Work to do: Render the lines below, from the line with "target: breakwater" to the line with "211 243 L 209", as a Markdown table with the columns Row and Line. Leave out blank lines.

___ Given entries ___

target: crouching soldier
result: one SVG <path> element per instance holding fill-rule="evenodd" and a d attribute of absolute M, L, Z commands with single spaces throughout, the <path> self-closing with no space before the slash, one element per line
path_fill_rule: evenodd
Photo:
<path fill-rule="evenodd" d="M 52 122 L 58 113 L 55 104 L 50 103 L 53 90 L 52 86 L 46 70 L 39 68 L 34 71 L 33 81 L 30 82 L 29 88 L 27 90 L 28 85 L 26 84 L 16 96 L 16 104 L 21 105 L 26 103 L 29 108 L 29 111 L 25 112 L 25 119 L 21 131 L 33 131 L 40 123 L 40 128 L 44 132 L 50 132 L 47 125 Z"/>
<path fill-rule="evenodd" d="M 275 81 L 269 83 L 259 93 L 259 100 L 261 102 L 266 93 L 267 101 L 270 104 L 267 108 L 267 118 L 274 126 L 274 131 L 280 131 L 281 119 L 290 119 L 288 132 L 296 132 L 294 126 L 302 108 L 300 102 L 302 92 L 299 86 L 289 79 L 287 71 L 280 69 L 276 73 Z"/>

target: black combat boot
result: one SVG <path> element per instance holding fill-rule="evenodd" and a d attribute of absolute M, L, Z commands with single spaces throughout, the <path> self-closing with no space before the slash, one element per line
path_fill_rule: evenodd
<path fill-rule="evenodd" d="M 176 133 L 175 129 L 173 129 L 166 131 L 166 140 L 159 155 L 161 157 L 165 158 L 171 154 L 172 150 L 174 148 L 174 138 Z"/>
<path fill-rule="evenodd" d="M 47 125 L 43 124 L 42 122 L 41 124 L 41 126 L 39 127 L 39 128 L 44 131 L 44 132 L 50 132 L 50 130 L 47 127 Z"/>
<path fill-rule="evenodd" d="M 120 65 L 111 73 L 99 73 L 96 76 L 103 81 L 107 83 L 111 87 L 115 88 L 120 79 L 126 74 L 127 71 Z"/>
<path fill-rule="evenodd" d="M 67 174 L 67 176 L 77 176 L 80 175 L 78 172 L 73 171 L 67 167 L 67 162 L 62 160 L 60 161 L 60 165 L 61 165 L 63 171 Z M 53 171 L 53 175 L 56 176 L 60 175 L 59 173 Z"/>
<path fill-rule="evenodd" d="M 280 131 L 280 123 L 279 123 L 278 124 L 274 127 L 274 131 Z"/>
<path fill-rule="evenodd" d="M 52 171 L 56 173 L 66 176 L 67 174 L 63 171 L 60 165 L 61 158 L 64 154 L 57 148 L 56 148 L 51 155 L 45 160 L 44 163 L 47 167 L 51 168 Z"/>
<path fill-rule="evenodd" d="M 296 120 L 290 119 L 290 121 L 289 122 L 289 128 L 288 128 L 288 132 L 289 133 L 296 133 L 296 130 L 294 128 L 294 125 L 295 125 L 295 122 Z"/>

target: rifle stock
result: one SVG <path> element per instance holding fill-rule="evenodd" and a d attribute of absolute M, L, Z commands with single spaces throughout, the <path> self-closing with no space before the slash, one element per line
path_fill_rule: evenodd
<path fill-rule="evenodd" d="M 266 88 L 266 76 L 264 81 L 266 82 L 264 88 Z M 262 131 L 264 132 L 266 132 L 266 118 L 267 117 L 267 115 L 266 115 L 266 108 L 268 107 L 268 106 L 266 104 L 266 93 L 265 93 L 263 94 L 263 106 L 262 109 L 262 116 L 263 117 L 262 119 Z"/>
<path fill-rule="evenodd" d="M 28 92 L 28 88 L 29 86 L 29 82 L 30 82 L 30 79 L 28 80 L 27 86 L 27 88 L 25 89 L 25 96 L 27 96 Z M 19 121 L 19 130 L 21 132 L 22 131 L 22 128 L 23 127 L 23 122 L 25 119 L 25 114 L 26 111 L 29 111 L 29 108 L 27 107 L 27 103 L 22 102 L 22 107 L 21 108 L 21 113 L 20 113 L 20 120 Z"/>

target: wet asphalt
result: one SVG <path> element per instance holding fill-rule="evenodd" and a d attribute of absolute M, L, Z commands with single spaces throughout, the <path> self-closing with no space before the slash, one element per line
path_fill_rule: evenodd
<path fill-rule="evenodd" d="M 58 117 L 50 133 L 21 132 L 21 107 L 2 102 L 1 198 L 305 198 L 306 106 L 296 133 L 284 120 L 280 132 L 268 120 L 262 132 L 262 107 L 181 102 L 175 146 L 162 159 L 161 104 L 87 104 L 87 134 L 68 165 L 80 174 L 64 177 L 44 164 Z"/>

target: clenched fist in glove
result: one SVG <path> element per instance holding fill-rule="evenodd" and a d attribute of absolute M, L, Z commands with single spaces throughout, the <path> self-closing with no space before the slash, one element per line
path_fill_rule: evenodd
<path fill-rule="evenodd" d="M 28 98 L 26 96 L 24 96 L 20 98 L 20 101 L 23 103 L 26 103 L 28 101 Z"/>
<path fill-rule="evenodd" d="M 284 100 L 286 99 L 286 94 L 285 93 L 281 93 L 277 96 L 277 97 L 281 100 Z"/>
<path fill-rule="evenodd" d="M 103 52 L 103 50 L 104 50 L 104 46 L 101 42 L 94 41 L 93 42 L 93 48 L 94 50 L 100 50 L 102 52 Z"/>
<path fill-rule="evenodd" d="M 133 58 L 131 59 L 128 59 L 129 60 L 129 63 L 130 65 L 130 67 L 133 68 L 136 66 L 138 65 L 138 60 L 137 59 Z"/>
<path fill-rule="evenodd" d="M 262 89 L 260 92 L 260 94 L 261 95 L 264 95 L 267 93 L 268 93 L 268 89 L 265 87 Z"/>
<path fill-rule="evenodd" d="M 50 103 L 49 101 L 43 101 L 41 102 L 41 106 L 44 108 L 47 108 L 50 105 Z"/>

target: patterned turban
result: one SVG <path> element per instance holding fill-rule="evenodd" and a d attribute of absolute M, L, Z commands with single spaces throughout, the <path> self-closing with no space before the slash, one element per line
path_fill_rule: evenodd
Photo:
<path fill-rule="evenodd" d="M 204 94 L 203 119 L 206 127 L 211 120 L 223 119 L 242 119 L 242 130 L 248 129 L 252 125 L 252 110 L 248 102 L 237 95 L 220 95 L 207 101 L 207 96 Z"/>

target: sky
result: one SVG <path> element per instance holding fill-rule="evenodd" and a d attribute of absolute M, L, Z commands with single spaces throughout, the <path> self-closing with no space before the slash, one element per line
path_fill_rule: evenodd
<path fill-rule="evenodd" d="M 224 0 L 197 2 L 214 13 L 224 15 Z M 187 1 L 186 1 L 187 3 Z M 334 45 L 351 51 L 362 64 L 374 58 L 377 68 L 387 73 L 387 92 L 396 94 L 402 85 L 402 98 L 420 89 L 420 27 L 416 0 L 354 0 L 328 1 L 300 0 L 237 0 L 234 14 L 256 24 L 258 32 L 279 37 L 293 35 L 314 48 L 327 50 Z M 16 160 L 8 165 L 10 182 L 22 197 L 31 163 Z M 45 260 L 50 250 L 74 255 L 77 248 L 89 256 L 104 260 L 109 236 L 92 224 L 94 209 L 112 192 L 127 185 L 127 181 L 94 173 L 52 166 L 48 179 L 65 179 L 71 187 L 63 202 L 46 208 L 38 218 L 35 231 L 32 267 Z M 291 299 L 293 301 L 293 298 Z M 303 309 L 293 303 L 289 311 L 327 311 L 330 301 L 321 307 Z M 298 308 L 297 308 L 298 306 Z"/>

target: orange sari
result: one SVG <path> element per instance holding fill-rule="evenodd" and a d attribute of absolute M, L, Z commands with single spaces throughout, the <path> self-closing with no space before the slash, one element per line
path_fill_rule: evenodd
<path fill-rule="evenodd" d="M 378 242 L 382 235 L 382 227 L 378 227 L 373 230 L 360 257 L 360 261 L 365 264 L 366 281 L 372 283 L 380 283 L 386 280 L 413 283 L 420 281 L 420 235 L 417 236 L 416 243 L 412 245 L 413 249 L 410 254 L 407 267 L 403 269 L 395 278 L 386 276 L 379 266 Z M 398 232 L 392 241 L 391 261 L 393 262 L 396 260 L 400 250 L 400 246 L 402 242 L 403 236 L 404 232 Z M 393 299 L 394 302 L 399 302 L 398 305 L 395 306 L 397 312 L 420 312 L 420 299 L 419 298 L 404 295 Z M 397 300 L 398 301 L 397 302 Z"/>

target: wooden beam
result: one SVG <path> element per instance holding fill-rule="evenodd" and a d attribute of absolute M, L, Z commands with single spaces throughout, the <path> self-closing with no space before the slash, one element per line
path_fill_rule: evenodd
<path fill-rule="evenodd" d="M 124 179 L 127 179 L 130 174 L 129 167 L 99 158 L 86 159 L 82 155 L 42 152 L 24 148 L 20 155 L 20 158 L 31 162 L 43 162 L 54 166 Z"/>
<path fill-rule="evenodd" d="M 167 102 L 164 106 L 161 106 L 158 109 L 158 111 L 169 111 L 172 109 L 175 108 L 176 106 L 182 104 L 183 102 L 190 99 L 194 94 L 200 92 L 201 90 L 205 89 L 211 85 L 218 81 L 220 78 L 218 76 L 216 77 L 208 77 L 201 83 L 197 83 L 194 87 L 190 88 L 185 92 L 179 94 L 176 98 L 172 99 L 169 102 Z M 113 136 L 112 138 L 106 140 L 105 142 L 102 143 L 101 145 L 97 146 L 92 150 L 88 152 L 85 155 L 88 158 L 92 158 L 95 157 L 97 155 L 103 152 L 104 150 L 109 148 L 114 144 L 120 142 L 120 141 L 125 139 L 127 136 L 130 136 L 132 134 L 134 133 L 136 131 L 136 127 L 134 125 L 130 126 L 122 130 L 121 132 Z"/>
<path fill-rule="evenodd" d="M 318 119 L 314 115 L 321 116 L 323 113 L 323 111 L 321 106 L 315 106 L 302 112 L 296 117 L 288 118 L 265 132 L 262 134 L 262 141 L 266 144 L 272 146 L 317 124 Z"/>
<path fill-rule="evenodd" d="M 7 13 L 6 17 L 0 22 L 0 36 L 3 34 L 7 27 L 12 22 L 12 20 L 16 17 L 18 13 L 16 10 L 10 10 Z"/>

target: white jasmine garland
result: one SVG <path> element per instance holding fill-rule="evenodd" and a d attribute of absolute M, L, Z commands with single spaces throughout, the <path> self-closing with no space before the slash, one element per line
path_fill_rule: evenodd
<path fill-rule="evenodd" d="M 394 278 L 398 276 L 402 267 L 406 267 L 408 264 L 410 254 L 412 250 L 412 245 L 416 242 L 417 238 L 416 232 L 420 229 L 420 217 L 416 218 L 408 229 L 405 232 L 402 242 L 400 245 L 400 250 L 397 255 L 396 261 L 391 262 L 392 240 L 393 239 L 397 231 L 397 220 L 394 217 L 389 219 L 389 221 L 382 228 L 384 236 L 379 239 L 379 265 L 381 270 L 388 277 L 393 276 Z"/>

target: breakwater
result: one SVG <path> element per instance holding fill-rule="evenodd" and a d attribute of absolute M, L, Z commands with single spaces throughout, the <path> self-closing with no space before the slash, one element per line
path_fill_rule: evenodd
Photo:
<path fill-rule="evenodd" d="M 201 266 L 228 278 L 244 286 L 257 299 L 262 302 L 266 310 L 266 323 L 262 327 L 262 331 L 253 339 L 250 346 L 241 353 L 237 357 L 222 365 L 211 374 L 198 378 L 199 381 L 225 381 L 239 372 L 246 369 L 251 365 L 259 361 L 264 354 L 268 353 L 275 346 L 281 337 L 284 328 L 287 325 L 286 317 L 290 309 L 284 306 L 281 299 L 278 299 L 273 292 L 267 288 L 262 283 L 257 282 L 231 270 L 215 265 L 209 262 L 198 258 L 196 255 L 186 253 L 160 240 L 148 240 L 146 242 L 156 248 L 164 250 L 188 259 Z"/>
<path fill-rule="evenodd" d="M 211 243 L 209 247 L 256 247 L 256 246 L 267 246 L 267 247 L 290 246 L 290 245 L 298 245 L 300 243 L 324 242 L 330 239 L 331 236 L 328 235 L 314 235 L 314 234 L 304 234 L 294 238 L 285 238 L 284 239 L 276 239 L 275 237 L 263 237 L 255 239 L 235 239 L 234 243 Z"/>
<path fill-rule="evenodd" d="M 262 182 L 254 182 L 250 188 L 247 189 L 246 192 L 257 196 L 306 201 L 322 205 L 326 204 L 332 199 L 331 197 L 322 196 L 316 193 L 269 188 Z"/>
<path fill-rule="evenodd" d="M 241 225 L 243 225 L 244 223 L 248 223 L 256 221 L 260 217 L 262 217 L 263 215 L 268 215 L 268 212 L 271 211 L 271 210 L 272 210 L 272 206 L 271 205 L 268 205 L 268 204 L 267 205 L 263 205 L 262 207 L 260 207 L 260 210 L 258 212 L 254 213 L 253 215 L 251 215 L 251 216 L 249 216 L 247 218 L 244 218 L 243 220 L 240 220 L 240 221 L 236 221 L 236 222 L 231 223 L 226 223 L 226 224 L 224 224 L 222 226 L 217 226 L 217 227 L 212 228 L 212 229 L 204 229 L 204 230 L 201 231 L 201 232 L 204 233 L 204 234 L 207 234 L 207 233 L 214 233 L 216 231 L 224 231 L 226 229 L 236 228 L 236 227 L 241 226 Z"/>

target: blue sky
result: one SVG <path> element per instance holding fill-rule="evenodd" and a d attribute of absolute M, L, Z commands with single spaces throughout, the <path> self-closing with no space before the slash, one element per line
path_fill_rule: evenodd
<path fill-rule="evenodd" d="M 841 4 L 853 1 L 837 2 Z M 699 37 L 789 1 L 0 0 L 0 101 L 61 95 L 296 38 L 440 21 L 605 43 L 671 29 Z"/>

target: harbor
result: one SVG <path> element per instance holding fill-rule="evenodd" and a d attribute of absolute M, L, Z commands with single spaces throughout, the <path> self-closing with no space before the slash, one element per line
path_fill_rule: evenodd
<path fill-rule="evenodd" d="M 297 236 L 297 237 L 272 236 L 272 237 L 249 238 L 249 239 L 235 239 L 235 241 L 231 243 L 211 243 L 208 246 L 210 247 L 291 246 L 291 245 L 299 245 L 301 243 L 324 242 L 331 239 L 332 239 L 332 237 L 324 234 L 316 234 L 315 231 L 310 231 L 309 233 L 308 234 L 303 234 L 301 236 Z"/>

___

Solution:
| Row | Line |
|---|---|
| 1 | target: breakwater |
| 2 | result: one SVG <path> element per instance holding fill-rule="evenodd" and a d attribute of absolute M, L, Z commands with single spaces throughout, the <path> self-closing with no space before the slash, one element per line |
| 3 | path_fill_rule: evenodd |
| 4 | Photo: |
| 5 | <path fill-rule="evenodd" d="M 201 266 L 228 278 L 244 286 L 257 299 L 262 302 L 266 310 L 266 323 L 262 327 L 262 331 L 253 339 L 250 346 L 241 353 L 237 357 L 222 365 L 211 374 L 198 378 L 199 381 L 225 381 L 239 372 L 246 369 L 251 365 L 259 361 L 264 354 L 268 353 L 275 346 L 281 337 L 284 328 L 287 325 L 286 317 L 290 309 L 284 306 L 281 299 L 278 299 L 273 292 L 267 288 L 262 283 L 257 282 L 231 270 L 215 265 L 209 262 L 198 258 L 196 255 L 186 253 L 160 240 L 148 240 L 146 242 L 156 248 L 164 250 L 188 259 Z"/> |
| 6 | <path fill-rule="evenodd" d="M 211 243 L 209 247 L 256 247 L 256 246 L 267 246 L 267 247 L 290 246 L 290 245 L 298 245 L 300 243 L 324 242 L 330 239 L 331 236 L 328 235 L 314 235 L 314 234 L 304 234 L 294 238 L 285 238 L 284 239 L 276 239 L 275 237 L 263 237 L 255 239 L 235 239 L 234 243 Z"/> |